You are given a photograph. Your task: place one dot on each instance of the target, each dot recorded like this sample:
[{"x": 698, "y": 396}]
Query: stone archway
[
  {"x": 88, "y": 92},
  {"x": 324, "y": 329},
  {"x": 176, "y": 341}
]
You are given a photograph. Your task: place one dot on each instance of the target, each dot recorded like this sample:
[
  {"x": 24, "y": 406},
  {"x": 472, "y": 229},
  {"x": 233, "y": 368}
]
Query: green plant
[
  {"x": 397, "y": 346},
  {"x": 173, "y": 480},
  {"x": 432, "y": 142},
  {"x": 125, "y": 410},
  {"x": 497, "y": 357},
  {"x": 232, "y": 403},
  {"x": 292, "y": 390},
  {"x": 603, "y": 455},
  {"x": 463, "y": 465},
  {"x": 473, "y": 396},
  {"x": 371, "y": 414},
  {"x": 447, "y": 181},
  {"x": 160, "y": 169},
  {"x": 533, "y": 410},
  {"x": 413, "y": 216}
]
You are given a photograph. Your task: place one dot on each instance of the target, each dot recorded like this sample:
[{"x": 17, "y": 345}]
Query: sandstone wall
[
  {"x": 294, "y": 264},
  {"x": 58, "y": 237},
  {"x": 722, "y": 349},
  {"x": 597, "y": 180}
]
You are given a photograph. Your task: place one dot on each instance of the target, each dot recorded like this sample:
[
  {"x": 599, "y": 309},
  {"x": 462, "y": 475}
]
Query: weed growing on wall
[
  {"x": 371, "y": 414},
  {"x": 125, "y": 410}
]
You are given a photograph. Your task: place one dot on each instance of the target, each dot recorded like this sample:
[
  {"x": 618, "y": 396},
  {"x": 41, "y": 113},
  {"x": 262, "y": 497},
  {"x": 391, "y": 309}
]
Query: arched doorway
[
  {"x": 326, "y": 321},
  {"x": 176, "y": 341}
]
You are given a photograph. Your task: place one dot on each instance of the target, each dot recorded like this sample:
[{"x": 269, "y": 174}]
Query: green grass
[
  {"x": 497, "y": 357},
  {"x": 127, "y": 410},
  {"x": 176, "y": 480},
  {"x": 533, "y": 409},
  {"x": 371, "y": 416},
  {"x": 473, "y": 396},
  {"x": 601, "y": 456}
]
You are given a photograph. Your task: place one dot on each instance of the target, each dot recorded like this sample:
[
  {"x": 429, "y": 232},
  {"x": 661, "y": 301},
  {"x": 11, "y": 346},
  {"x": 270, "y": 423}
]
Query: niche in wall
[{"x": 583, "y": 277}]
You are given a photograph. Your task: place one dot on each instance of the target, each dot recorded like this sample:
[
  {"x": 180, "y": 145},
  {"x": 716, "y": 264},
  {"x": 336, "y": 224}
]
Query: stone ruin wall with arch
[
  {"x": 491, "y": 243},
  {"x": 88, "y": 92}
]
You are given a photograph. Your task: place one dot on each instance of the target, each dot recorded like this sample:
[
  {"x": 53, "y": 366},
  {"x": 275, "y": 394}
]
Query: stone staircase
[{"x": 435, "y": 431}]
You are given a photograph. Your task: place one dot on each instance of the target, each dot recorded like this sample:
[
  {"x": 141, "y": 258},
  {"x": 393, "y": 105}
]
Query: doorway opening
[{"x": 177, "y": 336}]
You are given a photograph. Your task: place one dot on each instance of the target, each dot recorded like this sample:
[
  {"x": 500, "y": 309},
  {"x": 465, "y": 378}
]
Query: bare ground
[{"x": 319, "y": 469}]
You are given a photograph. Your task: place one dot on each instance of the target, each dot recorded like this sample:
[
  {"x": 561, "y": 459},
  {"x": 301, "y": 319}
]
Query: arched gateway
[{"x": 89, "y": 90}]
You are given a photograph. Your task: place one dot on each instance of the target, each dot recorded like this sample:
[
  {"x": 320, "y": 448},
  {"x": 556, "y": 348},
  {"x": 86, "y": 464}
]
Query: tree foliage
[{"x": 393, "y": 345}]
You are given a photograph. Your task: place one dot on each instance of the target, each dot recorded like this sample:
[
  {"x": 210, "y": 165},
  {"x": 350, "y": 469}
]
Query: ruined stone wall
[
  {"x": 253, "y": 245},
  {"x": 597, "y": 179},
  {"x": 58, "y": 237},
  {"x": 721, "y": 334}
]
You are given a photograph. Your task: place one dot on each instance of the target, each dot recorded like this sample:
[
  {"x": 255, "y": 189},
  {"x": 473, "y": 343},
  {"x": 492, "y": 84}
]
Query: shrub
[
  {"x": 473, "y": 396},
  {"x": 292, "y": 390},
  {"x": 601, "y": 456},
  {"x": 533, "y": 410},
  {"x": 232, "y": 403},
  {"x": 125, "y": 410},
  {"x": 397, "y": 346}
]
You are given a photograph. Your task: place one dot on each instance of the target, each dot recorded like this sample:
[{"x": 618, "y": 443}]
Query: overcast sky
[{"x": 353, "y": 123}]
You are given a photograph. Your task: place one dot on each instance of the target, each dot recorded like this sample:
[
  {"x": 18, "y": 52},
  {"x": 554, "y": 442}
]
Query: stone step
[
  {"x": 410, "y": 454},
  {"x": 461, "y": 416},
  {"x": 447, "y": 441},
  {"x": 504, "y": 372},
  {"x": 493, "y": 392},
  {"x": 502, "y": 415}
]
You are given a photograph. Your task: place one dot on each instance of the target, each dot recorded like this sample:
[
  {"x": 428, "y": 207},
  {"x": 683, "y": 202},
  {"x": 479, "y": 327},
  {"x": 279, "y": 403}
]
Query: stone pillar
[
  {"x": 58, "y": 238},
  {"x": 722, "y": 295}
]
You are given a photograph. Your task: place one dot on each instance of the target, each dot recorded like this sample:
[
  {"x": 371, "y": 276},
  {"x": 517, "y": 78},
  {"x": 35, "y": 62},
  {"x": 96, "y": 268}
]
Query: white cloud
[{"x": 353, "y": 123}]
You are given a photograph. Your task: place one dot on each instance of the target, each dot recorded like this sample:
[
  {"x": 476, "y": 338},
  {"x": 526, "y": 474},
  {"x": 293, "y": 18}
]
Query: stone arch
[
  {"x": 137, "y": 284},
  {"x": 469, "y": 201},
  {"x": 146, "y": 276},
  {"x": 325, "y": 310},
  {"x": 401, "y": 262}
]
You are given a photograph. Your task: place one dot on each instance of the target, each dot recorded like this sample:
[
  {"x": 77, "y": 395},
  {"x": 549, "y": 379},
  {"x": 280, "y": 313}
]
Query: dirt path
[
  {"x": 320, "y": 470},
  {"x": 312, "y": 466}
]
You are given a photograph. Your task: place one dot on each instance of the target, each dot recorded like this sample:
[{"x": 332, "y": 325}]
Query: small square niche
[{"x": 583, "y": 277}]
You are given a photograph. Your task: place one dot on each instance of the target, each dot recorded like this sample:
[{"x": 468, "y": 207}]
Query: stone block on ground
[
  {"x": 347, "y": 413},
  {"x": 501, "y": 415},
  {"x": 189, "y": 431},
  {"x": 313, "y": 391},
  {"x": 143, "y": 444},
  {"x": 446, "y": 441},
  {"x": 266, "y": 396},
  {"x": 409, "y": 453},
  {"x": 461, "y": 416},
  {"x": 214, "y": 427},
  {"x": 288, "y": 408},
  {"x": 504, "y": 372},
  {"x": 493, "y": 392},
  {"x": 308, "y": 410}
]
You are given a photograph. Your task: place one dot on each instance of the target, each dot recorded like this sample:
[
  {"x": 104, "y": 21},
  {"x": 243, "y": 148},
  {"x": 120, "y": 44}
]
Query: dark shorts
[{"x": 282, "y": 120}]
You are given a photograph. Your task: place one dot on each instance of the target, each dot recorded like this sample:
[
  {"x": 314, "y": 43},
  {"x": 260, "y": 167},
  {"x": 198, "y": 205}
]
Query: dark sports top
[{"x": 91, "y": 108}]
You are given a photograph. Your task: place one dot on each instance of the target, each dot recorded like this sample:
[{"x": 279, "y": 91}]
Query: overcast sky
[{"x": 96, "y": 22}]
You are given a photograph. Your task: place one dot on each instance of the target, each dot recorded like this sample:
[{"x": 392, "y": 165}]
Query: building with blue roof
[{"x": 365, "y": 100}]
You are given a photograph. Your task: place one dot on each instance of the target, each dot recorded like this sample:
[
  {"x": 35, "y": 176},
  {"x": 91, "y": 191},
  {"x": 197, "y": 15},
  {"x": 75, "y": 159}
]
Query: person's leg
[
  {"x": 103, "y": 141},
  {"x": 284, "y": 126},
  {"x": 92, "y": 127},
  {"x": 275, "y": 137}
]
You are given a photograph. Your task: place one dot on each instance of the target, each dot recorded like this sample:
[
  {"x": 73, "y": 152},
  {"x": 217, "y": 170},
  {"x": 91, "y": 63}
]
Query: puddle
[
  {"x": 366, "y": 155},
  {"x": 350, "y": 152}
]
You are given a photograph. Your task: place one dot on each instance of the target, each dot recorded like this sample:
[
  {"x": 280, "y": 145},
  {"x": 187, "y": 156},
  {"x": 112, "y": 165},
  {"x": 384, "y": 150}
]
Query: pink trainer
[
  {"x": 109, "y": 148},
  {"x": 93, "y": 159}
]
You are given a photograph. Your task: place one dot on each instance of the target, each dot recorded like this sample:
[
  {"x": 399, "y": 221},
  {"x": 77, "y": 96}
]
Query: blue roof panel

**********

:: Your goal ::
Tally the lines of the listing above that contain the string "dark", matching case exactly, and give only the number.

:: Written response ::
2